__Stored items from a collection__
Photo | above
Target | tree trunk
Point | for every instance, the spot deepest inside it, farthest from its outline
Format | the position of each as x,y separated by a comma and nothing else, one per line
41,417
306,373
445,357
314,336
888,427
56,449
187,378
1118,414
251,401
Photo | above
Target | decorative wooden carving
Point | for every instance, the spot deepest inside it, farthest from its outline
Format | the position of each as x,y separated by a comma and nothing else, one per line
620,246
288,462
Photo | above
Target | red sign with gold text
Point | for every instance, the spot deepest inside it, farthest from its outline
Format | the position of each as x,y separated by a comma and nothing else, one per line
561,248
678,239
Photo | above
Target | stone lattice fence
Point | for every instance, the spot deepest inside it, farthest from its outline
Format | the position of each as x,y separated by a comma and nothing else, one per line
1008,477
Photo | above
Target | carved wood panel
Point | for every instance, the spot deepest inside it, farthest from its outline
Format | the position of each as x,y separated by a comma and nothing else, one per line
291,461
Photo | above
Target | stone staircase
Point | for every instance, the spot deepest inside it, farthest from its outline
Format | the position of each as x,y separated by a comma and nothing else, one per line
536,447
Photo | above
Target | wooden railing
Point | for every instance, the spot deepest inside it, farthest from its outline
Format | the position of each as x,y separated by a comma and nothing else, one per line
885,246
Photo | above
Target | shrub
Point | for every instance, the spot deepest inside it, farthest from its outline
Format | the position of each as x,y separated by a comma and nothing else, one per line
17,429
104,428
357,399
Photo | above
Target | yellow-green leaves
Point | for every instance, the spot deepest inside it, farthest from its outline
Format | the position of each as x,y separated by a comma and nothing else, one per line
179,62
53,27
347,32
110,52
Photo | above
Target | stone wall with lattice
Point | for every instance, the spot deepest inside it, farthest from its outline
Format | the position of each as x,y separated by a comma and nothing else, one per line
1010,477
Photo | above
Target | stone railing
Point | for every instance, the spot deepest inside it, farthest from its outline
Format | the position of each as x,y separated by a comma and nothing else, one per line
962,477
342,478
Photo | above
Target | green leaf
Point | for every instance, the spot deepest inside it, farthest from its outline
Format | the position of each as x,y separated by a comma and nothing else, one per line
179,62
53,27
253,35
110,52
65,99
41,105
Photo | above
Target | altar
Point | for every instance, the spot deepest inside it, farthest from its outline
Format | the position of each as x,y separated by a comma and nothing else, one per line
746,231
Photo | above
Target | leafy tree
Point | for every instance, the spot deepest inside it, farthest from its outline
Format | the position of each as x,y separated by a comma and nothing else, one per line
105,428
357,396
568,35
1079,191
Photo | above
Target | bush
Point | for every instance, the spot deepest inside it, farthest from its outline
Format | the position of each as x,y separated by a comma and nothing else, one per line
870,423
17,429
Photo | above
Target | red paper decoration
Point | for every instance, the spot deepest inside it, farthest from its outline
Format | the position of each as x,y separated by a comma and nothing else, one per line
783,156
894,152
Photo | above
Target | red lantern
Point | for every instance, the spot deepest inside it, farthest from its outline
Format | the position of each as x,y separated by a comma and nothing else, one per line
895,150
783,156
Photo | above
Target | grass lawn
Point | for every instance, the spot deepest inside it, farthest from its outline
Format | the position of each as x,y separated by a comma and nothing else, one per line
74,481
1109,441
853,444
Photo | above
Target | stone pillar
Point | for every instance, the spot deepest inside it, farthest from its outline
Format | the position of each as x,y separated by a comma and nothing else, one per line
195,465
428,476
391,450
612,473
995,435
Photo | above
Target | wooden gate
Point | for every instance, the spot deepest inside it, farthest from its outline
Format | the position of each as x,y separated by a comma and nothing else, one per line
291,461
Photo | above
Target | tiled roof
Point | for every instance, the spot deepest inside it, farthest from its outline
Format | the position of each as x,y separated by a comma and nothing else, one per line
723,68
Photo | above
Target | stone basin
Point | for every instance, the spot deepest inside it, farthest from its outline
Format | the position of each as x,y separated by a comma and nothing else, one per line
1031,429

__Stated task__
Write the complete data out, exactly as above.

__Exercise output__
Photo | above
Target | tree trunk
Point | for every instance, the spot deepest inside it, farthest from its outline
Format | the position of each as x,y separated by a comma and nothing else, one per line
41,417
306,373
445,357
314,336
888,427
56,449
187,378
1118,414
251,401
Photo | above
Target | decorative wooden carving
Point | for every instance, the spot deepest inside it, farthest from its outline
Format | the position of each as x,y separated by a comma and nothing else, one per line
620,246
288,462
Photo | above
Target | red sign with gold text
Point | for every instance, the spot deepest inside it, farthest from its outline
Format | the position of each as x,y separated by a comma and nothing else, one per line
561,248
678,239
Photo | above
Target | stone lattice fence
Point | for every instance, the spot deepest inside it, farthest from its outline
Format | the position of each as x,y separated by a comma and nothing else, one per line
1008,477
Photo | above
Target | carved wood panel
Point | for every instance, the spot deepest inside it, farthest from its outline
Format | the position of each as x,y separated by a comma and nothing else, one per line
291,461
Photo | above
Target | stone staircase
Point | for every instance, the spot deepest inside it, farthest from its outline
Format | the position of each as x,y separated by a comma and nothing else, one per line
536,447
Photo | above
Target | wooden railing
Point | for every instance, the spot deepest inside it, farthest from its outline
Format | the position of each as x,y separated by a comma and nothing else, one per line
885,246
Photo | above
Target | shrub
Point | for every instance, the spot deepest inside it, farthest from its outline
Format | the position of each as x,y separated by a comma and nothing else, one per line
17,429
104,428
357,399
Photo | above
Target | yellow-green leaves
Point | for every instance, the spot deepest inside it, farthest from its outline
Format | the position of each as x,y separated by a comma and nothing else, one per line
179,62
53,27
347,32
110,52
Photo | above
Target | stone wall with lattice
Point | for every instance, the spot deepest inside it, farthest from its outline
Format | the position of each as x,y separated by a comma and nothing else, one per line
1010,477
Photo | above
Target | stone railing
Point | for every instance, the spot deepest inside it, farthest from its outline
Format | the position of each as x,y separated by a comma and nothing else, one per line
962,477
342,478
Photo | above
Target | green leaf
Point | for every instance, the spot deepest inside it, farthest from its outline
Format | the position of each as x,y separated by a comma and nothing else, one per line
179,62
53,27
253,35
110,52
65,99
41,105
Photo | above
Target | altar
Point | for every instance, the spot deepest inside it, farthest from its outline
Format | the position of each as x,y separated by a comma and nothing else, one per line
746,231
Photo | above
Target | leafy tree
Point | for every instance, the spot deepest inside it, farthest from its outline
Format | the position of each as x,y separated by a comma and nothing else, one per line
105,428
357,396
568,35
1079,191
Photo | above
Target | bush
Point | for every instance, the spot deepest inside it, farthest from its outline
Format | the position of each as x,y separated by a comma and nothing else, one per line
870,423
17,429
Photo | above
Target | red paper decoration
Point | for every instance, the spot deepest inside it, farthest from its outline
Format | the position of each as x,y separated by a comma and nothing else, one per line
783,156
894,152
Photo | above
Target | red lantern
Point | for every instance, the spot deepest inside it, farthest from its outline
Format | the position of each as x,y separated by a comma and nothing else, one per line
895,150
783,156
Photo | above
Target | grass lawn
Point | for every instance, the spot deepest inside it, farthest from its outline
Format | the position of each as x,y separated by a comma and nothing else, one per line
74,481
1109,441
853,444
Photo | above
Target | stone pillar
Point | for every instance, the spot deepest inside it, farthest from its outline
Format | the position of each as x,y separated by a comma and nothing else, one per line
195,465
428,476
391,450
612,473
995,435
Photo | above
Target | wooden gate
Point | for every instance, the spot deepest inside it, farthest from its outline
Format | the position of each as x,y separated by a comma and nothing else, one per line
291,461
Photo | above
Target | tiled roof
Point | for every instance, the spot deepest inside it, farthest from its outline
Format | the position of each as x,y separated by a comma and nothing else, one per line
723,68
Photo | above
Target | stone basin
Point | for every instance, the spot deepest inside it, farthest from its outline
Format | the position of each as x,y separated by a comma and nothing else, one per line
1031,429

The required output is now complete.